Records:
________

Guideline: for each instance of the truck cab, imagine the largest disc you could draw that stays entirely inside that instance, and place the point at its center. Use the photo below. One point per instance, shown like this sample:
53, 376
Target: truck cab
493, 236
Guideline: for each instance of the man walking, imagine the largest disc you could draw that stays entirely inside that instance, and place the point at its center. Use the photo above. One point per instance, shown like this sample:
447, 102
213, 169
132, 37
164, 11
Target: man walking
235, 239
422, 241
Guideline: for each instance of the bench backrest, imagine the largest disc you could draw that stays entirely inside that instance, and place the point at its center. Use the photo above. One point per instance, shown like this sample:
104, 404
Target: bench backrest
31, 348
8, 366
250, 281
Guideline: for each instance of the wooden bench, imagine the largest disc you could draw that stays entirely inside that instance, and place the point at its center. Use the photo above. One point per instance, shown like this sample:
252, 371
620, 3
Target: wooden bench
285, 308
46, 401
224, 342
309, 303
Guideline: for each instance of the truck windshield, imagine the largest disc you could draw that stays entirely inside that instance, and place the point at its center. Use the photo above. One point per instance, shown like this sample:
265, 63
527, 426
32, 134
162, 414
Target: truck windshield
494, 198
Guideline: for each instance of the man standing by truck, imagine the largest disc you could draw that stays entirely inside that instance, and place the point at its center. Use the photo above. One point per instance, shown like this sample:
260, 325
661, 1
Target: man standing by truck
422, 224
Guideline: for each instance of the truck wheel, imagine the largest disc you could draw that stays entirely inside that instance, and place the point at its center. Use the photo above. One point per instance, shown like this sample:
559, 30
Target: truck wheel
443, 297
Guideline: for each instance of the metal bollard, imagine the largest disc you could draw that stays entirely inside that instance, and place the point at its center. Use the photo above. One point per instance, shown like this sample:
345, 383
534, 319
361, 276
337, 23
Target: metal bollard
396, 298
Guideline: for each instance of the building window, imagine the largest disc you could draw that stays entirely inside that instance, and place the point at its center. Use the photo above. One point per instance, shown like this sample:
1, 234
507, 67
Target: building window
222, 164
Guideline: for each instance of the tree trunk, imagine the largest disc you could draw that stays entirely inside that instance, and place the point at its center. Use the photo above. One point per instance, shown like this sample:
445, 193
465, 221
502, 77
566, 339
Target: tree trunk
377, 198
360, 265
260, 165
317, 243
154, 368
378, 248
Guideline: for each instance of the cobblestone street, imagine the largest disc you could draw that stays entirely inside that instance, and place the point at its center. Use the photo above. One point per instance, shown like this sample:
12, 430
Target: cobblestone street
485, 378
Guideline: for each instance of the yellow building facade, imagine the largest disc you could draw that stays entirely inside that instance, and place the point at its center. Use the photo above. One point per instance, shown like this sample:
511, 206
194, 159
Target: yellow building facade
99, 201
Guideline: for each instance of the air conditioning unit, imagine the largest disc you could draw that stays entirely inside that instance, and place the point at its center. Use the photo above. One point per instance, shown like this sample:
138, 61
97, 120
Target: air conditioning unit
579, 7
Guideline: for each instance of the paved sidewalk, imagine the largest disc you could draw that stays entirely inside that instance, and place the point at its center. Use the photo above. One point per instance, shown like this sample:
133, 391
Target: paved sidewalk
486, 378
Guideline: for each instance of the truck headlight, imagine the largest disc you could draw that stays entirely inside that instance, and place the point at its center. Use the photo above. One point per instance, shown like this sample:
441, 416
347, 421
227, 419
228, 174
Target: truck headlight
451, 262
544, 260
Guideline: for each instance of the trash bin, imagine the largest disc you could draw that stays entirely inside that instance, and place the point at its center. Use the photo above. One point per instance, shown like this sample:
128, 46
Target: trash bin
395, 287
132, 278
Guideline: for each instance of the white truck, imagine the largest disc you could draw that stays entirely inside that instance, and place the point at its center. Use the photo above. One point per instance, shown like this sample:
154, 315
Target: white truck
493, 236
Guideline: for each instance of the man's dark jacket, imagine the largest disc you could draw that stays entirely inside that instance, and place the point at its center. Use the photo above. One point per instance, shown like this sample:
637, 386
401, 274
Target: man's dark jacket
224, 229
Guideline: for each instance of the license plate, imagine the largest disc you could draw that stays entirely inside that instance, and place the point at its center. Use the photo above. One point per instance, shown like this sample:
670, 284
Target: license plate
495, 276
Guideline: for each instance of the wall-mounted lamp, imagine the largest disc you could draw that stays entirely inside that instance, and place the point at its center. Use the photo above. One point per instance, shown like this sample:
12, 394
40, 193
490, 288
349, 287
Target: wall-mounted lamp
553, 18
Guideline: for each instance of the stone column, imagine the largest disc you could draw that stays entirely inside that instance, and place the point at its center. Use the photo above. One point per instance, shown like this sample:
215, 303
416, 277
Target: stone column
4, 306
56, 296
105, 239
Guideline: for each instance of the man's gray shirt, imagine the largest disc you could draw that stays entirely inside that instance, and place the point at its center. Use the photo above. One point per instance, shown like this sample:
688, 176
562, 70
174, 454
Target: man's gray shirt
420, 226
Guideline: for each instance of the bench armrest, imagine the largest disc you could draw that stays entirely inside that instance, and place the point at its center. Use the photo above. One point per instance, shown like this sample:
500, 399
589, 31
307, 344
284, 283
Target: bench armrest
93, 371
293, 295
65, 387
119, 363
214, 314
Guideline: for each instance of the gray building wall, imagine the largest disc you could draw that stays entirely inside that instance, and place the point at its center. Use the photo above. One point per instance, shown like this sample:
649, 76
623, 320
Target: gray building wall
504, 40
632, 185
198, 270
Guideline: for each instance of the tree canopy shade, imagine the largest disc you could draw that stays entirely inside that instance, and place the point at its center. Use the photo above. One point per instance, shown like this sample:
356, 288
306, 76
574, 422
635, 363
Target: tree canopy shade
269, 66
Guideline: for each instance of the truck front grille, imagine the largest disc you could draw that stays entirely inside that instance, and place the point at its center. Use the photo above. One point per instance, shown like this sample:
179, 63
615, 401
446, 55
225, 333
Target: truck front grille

________

Make a verbatim copy of every entry shown above.

Guideline: for each instance of the truck cab, imagine the largest disc you could draw that stays entirely inside that instance, and place the point at its center. Use the photo below. One point per instance, shown like this sample:
53, 376
Target: truck cab
493, 236
Guideline: for each instance of the man walking, imagine the largest disc you could draw that stays entirely inside that instance, and place the point at its center. Use the photo above. One point per instance, shown like this sample:
447, 102
213, 169
132, 37
164, 11
Target: man walking
235, 239
422, 241
Guideline: for each instance of the bench backrest, imagine the largest disc you could draw that stays entirely inside that instance, and place the point at its center. Use the photo above. One point per instance, shown like this sample:
104, 404
Target: bench backrest
31, 348
8, 366
250, 281
Guideline: for each instance of the wooden bench, imagine the largest disc you could draw that stays entirely inside that instance, and place the point at its center. Use the photo above. One point per instance, shown like this sample:
252, 371
620, 3
Target: wooden bench
285, 308
46, 401
224, 342
309, 303
Guideline: for each instance of the truck windshield, imagine the largest disc you could draw that stays entirely inside that instance, and place the point at its center. Use the photo above. One point per instance, shown like this sample:
265, 63
527, 426
32, 134
162, 414
Target: truck windshield
494, 198
Guideline: for each instance of the man standing by truck, imagine the largest disc you could draw that stays entirely inside that instance, and place the point at its center. Use the photo above. One point per instance, shown like this sample:
260, 325
661, 1
Target: man standing by truck
422, 224
Guideline: for each instance of the truck wheel, imagine the largest disc you could draw that stays entirely inside that instance, and place the point at its center. Use the photo above. One point per instance, shown like this sample:
559, 30
Target: truck wheel
443, 297
Guideline: for each instance of the metal bollard, imagine the largest disc you could draw that stays entirely inside that instance, and place the point at its center. Use the photo above. One point per instance, shown like this sample:
345, 383
534, 319
361, 276
337, 23
Target: metal bollard
396, 298
Guideline: for each instance of the building window, imagine the largest disc you could draw that stays entirely inside that instance, and place the point at its center. Use the photo above. One point per instance, shown like this sample:
1, 234
507, 67
Target: building window
222, 164
Guideline: for each instance of the tree trunk, imagine the largest disc you could draw that stays entirely inside that instance, and place the point at its center. Use the photo above. One point per instance, shown like this sample:
445, 193
465, 221
502, 77
566, 339
Target: tree trunk
377, 198
360, 265
260, 165
317, 243
154, 368
378, 248
Guideline: for each instance of the cobblestone street, imagine the largest disc you could draw that stays entirely inside that instance, and place the point at its center. Use the photo above. One point per instance, shown like this sample:
12, 430
Target: cobblestone street
485, 378
Guideline: for each instance of the yellow building facade, imagine the largest disc you could draw that stays entirely inside that instance, and place the point at its center. Use the photo above. One point per instance, shown like this sample:
511, 206
194, 159
Target: yellow building facade
99, 201
Guideline: for each instance of the air conditioning unit, imagine the largest disc you could draw that stays entirely inside that instance, and place the point at its center. Use the photo above. One point per instance, shown like this sample:
138, 61
97, 120
Target: air conditioning unit
579, 7
Guideline: for each instance of the paved sidewalk, imagine the largest disc you could draw that stays entirely inside that instance, and place the point at its center. Use the photo above. One point per instance, shown like this sample:
133, 391
Target: paved sidewalk
486, 378
Guideline: for each instance of the truck headlight, imagine the largest disc you could draw that stays entirely inside that instance, and place the point at its center. Use the photo above. One point per instance, shown like this sample:
441, 416
347, 421
227, 419
228, 174
Target: truck headlight
451, 262
544, 260
Guideline: for each instance of the trash bin, imagine the largest disc you could draw that stays entirely inside that instance, and place the point at its center. Use the photo above. One point per instance, shown like this sample:
128, 46
Target: trash bin
395, 287
132, 278
Guideline: for each instance of the white truck, imagine the largest disc you could draw that stays entirely inside that instance, and place the point at its center. Use the photo above. One point per instance, shown like this sample:
154, 315
Target: white truck
493, 236
Guideline: for each instance of the man's dark jacket, imagine the largest disc you could draw that stays entirely inside that instance, and place the point at its center. Use the photo above. One point per instance, shown like this sample:
637, 386
401, 274
Target: man's dark jacket
224, 229
Guideline: for each instance of the license plate, imagine the largest disc you could draw that stays entirely inside that instance, and place the point at its center. Use the photo above. One point per instance, shown like this sample:
670, 284
Target: license plate
495, 276
Guideline: for each instance of the wall-mounted lamp, imagine the largest disc you could draw that stays entirely inside that instance, and place the point at its center. Use the photo above. One point per instance, shown like this sample:
12, 394
40, 193
490, 288
349, 287
Target: wall-mounted lamp
553, 18
Guideline: for each instance of the stone column, imagine the largest disc you could draw that stays entirely inside that instance, and place the point at its center. Use the photo above. One point per instance, shown like this sample:
215, 303
416, 277
Target: stone column
4, 306
56, 296
105, 239
Guideline: for each instance of the man's gray shirt, imagine the largest disc you could draw that stays entirely inside that instance, and place the point at its center. Use the photo above. One point per instance, shown like this sample:
688, 176
562, 70
174, 454
Target: man's gray shirt
420, 226
Guideline: for each instance of the bench armrest, imagine the largest disc you could draw that stays entirely inside that instance, and place the point at its center. Use the photo above. One point per instance, shown like this sample:
500, 399
589, 31
307, 344
284, 283
Target: bench armrest
93, 371
293, 295
65, 387
119, 363
214, 314
Guideline: for each instance of the gray building wall, imagine the largest disc you could draw that stays entirely inside that instance, and place the point at its center. Use the photo above. One point per instance, shown like this sample:
649, 76
623, 320
Target: gray building wall
504, 40
632, 185
198, 270
Guideline: for each instance of the tree canopy shade, imagine the largest disc you could draw that stays entirely inside that instance, and place the point at its center. Use the photo above. One point per instance, shown like this sample:
356, 288
306, 76
574, 422
635, 363
Target: tree canopy shade
269, 66
Guideline: for each instance of the truck front grille, imagine the largest disc you could draw that stays entirely inside that instance, and place the point at its center. Use the photo above. One point per instance, shown like this sample:
179, 63
615, 401
446, 55
225, 333
Target: truck front grille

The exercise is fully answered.